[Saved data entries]
---------------

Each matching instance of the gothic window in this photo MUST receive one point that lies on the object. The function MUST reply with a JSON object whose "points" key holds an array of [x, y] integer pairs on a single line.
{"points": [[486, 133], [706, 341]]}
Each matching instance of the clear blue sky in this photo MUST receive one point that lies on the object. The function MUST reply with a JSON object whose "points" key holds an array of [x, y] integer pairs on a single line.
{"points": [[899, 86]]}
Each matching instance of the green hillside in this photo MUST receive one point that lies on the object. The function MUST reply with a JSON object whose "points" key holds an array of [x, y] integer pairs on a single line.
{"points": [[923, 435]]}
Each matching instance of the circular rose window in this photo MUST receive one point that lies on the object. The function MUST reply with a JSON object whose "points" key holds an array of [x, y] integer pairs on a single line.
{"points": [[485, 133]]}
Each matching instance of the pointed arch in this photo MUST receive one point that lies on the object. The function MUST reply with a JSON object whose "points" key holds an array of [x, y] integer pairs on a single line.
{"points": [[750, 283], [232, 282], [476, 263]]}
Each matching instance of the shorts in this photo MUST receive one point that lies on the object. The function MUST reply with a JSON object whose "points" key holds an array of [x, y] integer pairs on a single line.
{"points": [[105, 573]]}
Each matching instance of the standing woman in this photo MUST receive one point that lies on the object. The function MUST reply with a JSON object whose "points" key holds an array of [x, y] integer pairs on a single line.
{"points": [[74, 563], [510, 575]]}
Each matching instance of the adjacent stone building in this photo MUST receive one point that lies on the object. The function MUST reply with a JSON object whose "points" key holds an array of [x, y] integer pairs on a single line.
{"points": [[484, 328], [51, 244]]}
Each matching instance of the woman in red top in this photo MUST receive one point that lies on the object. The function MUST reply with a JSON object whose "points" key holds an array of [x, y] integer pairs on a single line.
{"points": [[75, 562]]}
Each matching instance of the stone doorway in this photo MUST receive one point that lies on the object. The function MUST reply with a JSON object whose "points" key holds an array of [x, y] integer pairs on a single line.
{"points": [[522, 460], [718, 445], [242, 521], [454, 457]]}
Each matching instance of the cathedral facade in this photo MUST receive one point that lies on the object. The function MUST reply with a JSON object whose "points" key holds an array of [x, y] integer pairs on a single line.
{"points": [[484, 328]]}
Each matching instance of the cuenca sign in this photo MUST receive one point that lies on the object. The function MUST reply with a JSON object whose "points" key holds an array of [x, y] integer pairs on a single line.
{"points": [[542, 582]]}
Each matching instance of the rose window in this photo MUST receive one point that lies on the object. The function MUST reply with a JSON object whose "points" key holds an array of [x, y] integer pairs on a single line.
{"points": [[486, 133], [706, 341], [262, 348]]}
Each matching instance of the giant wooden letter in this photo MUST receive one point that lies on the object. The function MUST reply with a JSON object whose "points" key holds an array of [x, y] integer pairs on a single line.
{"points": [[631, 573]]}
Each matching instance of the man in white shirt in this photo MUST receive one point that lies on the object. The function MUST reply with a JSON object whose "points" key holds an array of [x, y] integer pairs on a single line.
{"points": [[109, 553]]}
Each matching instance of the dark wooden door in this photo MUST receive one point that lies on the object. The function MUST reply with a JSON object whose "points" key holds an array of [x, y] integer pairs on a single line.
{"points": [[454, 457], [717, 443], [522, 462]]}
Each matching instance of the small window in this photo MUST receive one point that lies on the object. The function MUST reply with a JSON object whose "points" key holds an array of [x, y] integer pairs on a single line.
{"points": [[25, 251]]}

---------------

**Aim of the task:**
All lines from the one containing "Each matching instance of the cuenca" down to the final line above are to be restated word for word; leave out the rest.

**Answer to this exercise:**
Each matching instance of the cuenca sign in this photo MUST receive one point that lies on the object. The function MUST reply with a JSON object whose "points" key holds an array of [x, y] integer pairs on a single line.
{"points": [[542, 582]]}
Each matching instance of the rose window in this photo MUST receive one point that lies on the object. The function MUST reply with a JSON object whose "points" key holds an array of [x, y] integer pairs on a single line.
{"points": [[486, 133], [706, 341], [262, 348]]}
Each matching instance of the giant wooden letter in this photo MUST receive one point that lies on the object. The function MUST reply with a JSON object whose "points" key holds an array of [x, y] integer pairs on a single line.
{"points": [[631, 573]]}
Each matching instance of the man in white shirt in this photo MUST receive one point that lies on the object. The function MUST reply with a JSON object whose "points" key holds an array of [x, y] integer pairs on a single line.
{"points": [[109, 553]]}
Each matching instance of the dark wooden door in this photo MUST receive one point that lies on the object. The function MUST reply with a JSON object whose "points" key holds an array of [x, y] integer pairs on a single line.
{"points": [[454, 457], [717, 443], [522, 462]]}
Each matching instance of the small window in this photo MUST receive one point that lies on the object. The function MUST reply with a JSON object whose "points" key holds an array of [x, y] integer pairs on a single line.
{"points": [[25, 251]]}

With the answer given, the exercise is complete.